■ EXTRACTED ENTRIES
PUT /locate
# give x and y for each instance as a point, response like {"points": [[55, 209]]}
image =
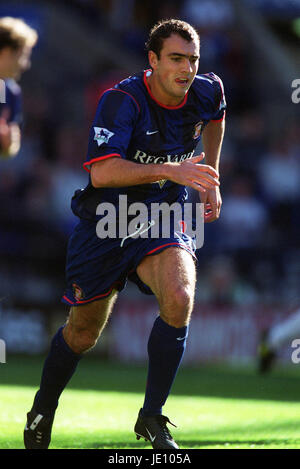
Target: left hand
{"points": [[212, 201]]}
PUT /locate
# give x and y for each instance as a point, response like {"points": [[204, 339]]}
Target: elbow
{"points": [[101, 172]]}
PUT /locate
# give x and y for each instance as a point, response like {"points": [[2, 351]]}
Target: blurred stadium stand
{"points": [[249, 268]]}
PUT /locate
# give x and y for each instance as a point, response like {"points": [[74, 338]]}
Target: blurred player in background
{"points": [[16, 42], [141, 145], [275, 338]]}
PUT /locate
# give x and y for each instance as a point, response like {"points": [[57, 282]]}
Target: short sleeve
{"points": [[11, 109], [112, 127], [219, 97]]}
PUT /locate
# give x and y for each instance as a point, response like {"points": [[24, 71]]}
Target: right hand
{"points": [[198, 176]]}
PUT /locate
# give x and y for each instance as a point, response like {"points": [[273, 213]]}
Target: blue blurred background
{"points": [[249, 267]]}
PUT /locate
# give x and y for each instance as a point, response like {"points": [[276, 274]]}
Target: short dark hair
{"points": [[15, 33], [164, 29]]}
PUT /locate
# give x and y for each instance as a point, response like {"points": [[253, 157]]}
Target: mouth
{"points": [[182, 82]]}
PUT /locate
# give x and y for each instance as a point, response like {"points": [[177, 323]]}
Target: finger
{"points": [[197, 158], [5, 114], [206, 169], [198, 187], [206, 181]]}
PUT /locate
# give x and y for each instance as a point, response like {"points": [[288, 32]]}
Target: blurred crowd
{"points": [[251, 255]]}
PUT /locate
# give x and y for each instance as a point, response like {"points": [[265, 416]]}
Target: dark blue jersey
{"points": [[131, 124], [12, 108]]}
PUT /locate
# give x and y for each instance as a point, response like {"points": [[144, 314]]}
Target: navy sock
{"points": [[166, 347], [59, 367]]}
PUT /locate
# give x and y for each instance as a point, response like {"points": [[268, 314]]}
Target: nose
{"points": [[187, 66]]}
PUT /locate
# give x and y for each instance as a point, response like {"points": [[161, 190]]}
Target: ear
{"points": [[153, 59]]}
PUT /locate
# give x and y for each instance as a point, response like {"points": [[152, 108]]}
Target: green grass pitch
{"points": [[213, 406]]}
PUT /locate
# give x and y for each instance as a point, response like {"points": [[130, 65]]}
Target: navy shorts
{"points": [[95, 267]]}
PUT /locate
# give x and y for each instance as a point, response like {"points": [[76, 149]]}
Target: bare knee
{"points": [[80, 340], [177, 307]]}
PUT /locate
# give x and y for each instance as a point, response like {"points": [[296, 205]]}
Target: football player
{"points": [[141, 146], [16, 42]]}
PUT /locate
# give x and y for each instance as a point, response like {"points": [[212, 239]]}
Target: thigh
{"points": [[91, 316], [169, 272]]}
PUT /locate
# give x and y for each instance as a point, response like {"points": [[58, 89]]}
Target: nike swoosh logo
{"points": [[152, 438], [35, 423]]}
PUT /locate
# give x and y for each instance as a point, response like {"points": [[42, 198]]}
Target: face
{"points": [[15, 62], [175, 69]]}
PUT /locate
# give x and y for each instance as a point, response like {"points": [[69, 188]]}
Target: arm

■ REQUIREMENTS
Drop the images and repeat the data exactly.

■ WRITTEN REPLY
PUT /locate
# give x and y for each instance as a point, response like {"points": [[55, 209]]}
image =
Target: left hand
{"points": [[212, 201]]}
PUT /locate
# give x and y for each instance as a point, response like {"points": [[204, 339]]}
Target: elbow
{"points": [[101, 172]]}
PUT /locate
# give x and y for each instance as a point, response like {"points": [[2, 351]]}
Target: blurred stadium stand
{"points": [[249, 268]]}
PUT /locate
# give x and y for each instance as a point, response like {"points": [[74, 338]]}
Target: blurred player in background
{"points": [[16, 42], [141, 145], [275, 338]]}
PUT /locate
# give x and y for each instance as a point, response like {"points": [[57, 282]]}
Target: short sleeve
{"points": [[11, 109], [112, 127], [219, 97]]}
PUT /locate
# give x and y for each instance as a point, response like {"points": [[24, 71]]}
Target: right hand
{"points": [[198, 176]]}
PUT /locate
# give x and y for each instance as a point, response like {"points": [[273, 213]]}
Target: blue blurred background
{"points": [[249, 267]]}
PUT /locate
# give x and y for each instance as a point, response like {"points": [[276, 274]]}
Target: short dark hair
{"points": [[15, 33], [164, 29]]}
PUT /locate
# give x and y for each instance as a point, response like {"points": [[253, 157]]}
Target: mouth
{"points": [[182, 82]]}
PUT /locate
# give x and y for each instance as a point, response like {"points": [[177, 323]]}
Target: finger
{"points": [[197, 158], [5, 114], [206, 169], [198, 187], [206, 181]]}
PUT /locate
# give x and y for each instance as a point, response like {"points": [[288, 32]]}
Target: blurred crowd
{"points": [[251, 255]]}
PUT /locate
# give x and y for each instance as a point, response like {"points": [[265, 416]]}
Target: dark blue jersey
{"points": [[131, 124], [12, 108]]}
PUT /locate
# give x and y for each instance as a point, response like {"points": [[144, 314]]}
Target: navy sock
{"points": [[166, 347], [59, 367]]}
PUT /locate
# give x and y for each instance as a point, response like {"points": [[268, 314]]}
Target: nose
{"points": [[187, 66]]}
PUT /locate
# give x and y for each instance as a point, response like {"points": [[161, 190]]}
Target: ear
{"points": [[153, 59]]}
PUT /locate
# give x and y for each instance as a point, response like {"points": [[152, 108]]}
Target: green grass pitch
{"points": [[213, 406]]}
PUT /locate
# give x and y for each instance as a point, response like {"points": [[130, 65]]}
Target: navy shorts
{"points": [[95, 267]]}
PUT /locate
# give x and y for each instance as a point, response like {"points": [[76, 149]]}
Target: bare knee
{"points": [[80, 340], [177, 307]]}
PUT /locate
# give x and y for each instance as a point, response like {"points": [[296, 205]]}
Target: football player
{"points": [[141, 146], [16, 42]]}
PUT /locate
# give x and y for each instance as a point, response like {"points": [[212, 239]]}
Target: thigh
{"points": [[91, 316], [169, 272]]}
PUT /locate
# give x and y for each instance as a point, response like {"points": [[58, 89]]}
Target: nike swoosh logo
{"points": [[152, 438], [35, 423]]}
PUT /locate
# give x and y for each instance as a point, response like {"points": [[42, 198]]}
Target: face
{"points": [[15, 62], [175, 69]]}
PUT /locate
# give x and y for each instance as a point, response like {"points": [[69, 188]]}
Target: arm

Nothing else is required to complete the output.